## Exercise data
>>>>>

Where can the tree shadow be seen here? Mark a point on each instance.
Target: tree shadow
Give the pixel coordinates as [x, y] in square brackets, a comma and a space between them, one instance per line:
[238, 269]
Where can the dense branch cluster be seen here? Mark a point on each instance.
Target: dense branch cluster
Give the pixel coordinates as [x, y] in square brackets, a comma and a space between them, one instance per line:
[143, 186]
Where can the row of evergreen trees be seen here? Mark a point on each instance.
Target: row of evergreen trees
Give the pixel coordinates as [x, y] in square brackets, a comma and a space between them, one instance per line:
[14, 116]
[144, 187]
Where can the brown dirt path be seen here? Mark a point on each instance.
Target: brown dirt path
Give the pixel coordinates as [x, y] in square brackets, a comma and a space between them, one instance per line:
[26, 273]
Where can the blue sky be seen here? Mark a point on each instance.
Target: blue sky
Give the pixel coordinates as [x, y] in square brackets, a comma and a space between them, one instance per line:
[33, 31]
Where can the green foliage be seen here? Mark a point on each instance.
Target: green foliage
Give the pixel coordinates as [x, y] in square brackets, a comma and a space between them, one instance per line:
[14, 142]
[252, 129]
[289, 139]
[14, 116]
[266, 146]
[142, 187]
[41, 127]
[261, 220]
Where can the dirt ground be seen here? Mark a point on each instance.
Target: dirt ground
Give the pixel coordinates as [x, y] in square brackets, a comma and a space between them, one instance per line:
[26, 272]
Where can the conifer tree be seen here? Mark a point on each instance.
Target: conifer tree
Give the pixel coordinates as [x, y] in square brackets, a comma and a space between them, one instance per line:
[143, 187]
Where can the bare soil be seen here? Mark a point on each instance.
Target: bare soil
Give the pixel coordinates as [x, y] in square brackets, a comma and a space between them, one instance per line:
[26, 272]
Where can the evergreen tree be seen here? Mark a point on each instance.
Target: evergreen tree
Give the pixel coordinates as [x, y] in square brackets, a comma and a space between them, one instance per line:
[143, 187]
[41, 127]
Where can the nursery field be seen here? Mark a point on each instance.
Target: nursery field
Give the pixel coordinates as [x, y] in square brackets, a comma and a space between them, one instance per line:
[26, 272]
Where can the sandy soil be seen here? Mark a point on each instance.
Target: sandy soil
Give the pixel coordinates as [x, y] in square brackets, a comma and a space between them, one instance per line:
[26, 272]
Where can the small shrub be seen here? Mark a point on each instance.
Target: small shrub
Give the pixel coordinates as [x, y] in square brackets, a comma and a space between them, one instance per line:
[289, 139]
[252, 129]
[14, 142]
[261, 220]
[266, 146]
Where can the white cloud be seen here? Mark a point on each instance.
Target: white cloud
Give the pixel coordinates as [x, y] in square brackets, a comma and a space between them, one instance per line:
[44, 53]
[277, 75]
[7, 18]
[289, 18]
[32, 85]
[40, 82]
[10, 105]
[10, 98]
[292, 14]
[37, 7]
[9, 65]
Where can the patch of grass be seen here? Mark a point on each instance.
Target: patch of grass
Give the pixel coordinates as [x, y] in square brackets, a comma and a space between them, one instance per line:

<<<<<

## The task
Copy out all of the rows above word for word, with nothing changed.

## Solution for this problem
Where can the tree shadow be seen here? Mark a point on each instance.
Target: tree shadow
Give the pixel coordinates as [x, y] in square brackets, a comma and a space between them, one instance per line:
[238, 269]
Where can the dense branch cluster be seen here? Mark a point on each instance.
Target: dense branch cluster
Give the pixel coordinates as [x, y] in square brackets, a comma and a space between them, one instance per line:
[143, 186]
Where can the row of evergreen trees be seen here? Mark a point on each instance.
Target: row of evergreen trees
Give the pixel coordinates as [x, y] in square brackets, a comma and a space between them, one instance per line:
[14, 116]
[144, 187]
Where can the brown dirt path be seen here? Mark a point on each instance.
Target: brown dirt path
Give the pixel coordinates as [x, y] in square brackets, a comma and a space between them, one instance per line:
[26, 273]
Where can the blue sky be seen here? Mark a point on each instance.
Target: blue sky
Give the pixel coordinates as [x, y] in square brackets, a comma and a space between them, one instance per line:
[33, 31]
Where can the green foliage be seen here? Mark a point on each instance.
Target: green foliage
Give the pixel coordinates as [x, y] in square brackets, a comma and a space between them, one instance per line:
[14, 142]
[252, 129]
[289, 139]
[14, 116]
[266, 146]
[142, 187]
[41, 127]
[261, 220]
Where can the dirt ground be seen here? Mark a point on each instance.
Target: dirt ground
Give the pixel coordinates as [x, y] in square brackets, a comma and a space between them, one instance per line:
[26, 272]
Where can the conifer tree be seen here? Mark a point on each instance.
Target: conifer tree
Give the pixel coordinates as [x, y] in square brackets, a comma and a space between them, one instance per line:
[143, 187]
Where can the bare soil be seen here? Mark a point on each instance.
Target: bare soil
Give the pixel coordinates as [x, y] in square brackets, a comma and a space between them, one instance per line:
[26, 272]
Where can the evergreen tree be seen here? Mark a point on each instance.
Target: evergreen tree
Give the pixel coordinates as [x, y] in square brackets, a comma and a space between them, one instance per line:
[143, 187]
[41, 127]
Where can the nursery field be seen here? Mark a point on each instance.
Target: nursery field
Give the pixel coordinates as [x, y] in square brackets, a comma and a space between them, one instance per line:
[26, 272]
Where can the sandy soil be seen here? Mark a point on each instance.
Target: sandy soil
Give the pixel coordinates as [x, y] in square brackets, a comma and a space between them, one instance per line:
[26, 272]
Where can the small shrub be seen here? Mark a point on each instance.
Target: small shrub
Give the pixel coordinates as [x, y] in square brackets, a comma and a space between them, one instance per line:
[289, 139]
[252, 129]
[14, 142]
[261, 220]
[266, 146]
Where can the white cloud be seen here? Mark a point on each instance.
Target: white cloud
Give the pixel coordinates as [x, y] in square brackets, a comma and a space between them, one instance per line:
[44, 53]
[277, 75]
[7, 18]
[289, 18]
[32, 85]
[40, 82]
[10, 105]
[10, 98]
[292, 14]
[37, 7]
[9, 65]
Where can the patch of grass be seen here? Mark a point on each instance.
Target: patch of grass
Give the pixel coordinates as [x, y] in square brackets, a comma and a space between them, one instance per line:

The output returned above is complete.